──────── Excerpt to read ────────

It's All About the Data

I was recently asked to speak at the 2012 Wolfram Data Summit in Washington DC.  This conference is billed as “the foremost annual gathering of data-oriented entrepreneurs, policy makers, and scientists in virtually every field of human endeavor.”

 

The first topic I discussed in my talk was the prolific growth of data and the strain it is placing on IT storage administrators. Taking an excerpt from my book Evolution of the Storage Brain, I pointed out that the online storage capacity in a typical data center grew 35% per year over the 30-year period of 1981-2010. I postulated that by the end of the next 30 years (2011-2040), using this historical growth rate, the average data center would be managing 1 Exabyte, or 1 million Terabytes, of online storage. I also mentioned that since I wrote the book in 2010, storage capacities have not been growing at 35%, but at 50% per year, a number that translated to 18 Exabytes of storage capacity in the average data center by 2040! We are dealing with some very large numbers indeed!

────────

- _Directions_:
**a)** In the passage on data growth, by what percentage per year did online storage capacity in a typical data center grow from 1981 to 2010?
**b)** Repeat the passage on data growth word for word from "The first topic" to "large numbers indeed!".
**c)** Proceed with the passage on data growth, picking up after its last sentence.
These entries have no connection to the passage on data growth.

──────── Given data ────────

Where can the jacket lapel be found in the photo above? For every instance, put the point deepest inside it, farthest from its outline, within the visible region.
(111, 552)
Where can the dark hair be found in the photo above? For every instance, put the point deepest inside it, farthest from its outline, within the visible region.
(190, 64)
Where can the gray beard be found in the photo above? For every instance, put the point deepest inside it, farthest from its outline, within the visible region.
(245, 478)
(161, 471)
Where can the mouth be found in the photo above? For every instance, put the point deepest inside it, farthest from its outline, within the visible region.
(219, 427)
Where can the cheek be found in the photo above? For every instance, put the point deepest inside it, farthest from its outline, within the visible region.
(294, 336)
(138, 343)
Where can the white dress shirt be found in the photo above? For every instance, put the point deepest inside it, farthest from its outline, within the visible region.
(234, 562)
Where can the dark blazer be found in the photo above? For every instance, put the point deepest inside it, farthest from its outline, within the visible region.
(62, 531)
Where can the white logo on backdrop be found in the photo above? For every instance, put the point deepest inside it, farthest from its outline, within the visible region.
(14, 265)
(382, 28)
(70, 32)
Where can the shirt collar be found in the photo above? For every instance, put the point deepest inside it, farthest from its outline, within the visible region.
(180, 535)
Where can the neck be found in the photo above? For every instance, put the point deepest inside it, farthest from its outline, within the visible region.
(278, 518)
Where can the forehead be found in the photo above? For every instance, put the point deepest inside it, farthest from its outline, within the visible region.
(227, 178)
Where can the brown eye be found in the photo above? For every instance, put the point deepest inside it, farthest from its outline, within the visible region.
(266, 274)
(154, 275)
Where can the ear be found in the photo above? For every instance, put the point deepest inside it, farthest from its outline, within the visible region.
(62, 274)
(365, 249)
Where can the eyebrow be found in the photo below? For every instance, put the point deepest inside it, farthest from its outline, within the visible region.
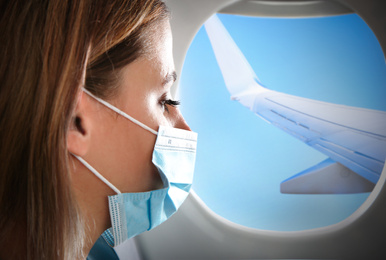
(170, 77)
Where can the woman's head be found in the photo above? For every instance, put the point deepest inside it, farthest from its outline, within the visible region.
(44, 52)
(138, 83)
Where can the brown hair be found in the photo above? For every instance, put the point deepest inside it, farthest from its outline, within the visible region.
(43, 49)
(123, 43)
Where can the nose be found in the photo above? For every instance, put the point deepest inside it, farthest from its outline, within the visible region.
(179, 121)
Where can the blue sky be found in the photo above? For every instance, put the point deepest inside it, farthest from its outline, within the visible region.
(241, 159)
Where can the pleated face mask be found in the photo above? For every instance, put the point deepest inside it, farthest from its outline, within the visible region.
(174, 156)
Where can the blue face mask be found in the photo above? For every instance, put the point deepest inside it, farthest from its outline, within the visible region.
(133, 213)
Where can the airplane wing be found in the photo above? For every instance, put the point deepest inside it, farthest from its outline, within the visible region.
(353, 138)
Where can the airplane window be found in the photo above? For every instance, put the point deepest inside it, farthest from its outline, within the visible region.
(291, 116)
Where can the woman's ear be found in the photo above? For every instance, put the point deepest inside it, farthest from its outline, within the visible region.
(78, 135)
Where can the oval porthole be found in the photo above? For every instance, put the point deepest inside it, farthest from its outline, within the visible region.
(291, 118)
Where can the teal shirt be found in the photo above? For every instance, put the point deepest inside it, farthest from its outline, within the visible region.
(102, 251)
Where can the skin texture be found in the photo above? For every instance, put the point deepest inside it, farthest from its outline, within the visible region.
(118, 149)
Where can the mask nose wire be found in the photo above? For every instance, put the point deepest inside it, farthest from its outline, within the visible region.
(97, 174)
(135, 121)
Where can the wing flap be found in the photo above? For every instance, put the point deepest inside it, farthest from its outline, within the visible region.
(327, 177)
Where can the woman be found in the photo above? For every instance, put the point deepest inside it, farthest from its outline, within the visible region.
(60, 138)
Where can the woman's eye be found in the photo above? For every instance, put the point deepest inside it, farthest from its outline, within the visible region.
(169, 102)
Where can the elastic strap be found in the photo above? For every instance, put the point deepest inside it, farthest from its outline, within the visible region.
(97, 174)
(135, 121)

────────

- _Answers by task_:
**a)** It grew 35% per year.

**b)**
The first topic I discussed in my talk was the prolific growth of data and the strain it is placing on IT storage administrators. Taking an excerpt from my book Evolution of the Storage Brain, I pointed out that the online storage capacity in a typical data center grew 35% per year over the 30-year period of 1981-2010. I postulated that by the end of the next 30 years (2011-2040), using this historical growth rate, the average data center would be managing 1 Exabyte, or 1 million Terabytes, of online storage. I also mentioned that since I wrote the book in 2010, storage capacities have not been growing at 35%, but at 50% per year, a number that translated to 18 Exabytes of storage capacity in the average data center by 2040! We are dealing with some very large numbers indeed!

**c)**
 

The second part of my talk focused on what is happening as a result of all this data being collected and stored. Believe it or not, storage vendors haven’t spent a great deal of time thinking about data over the past 3 decades. We’ve thought a lot about how to store, manage, and protect ever-increasing amounts of data, but the data itself? That’s the domain of applications, software developers, and the recipients of the data, not the storage vendors.

 

As I spoke to the audience at the Wolfram Data Summit, I told them that this is about to change.  If a storage vendor is not thinking about the actual data being stored, and doing things to facilitate the quick conversion of raw data into actionable information, they will soon be left behind. We have become a data-driven society, and access to data has become our oxygen. Unfortunately, collecting a mountain of data does not provide any value at all. Value is only extracted as data is harvested – therefore knowing how to harvest the data will become paramount.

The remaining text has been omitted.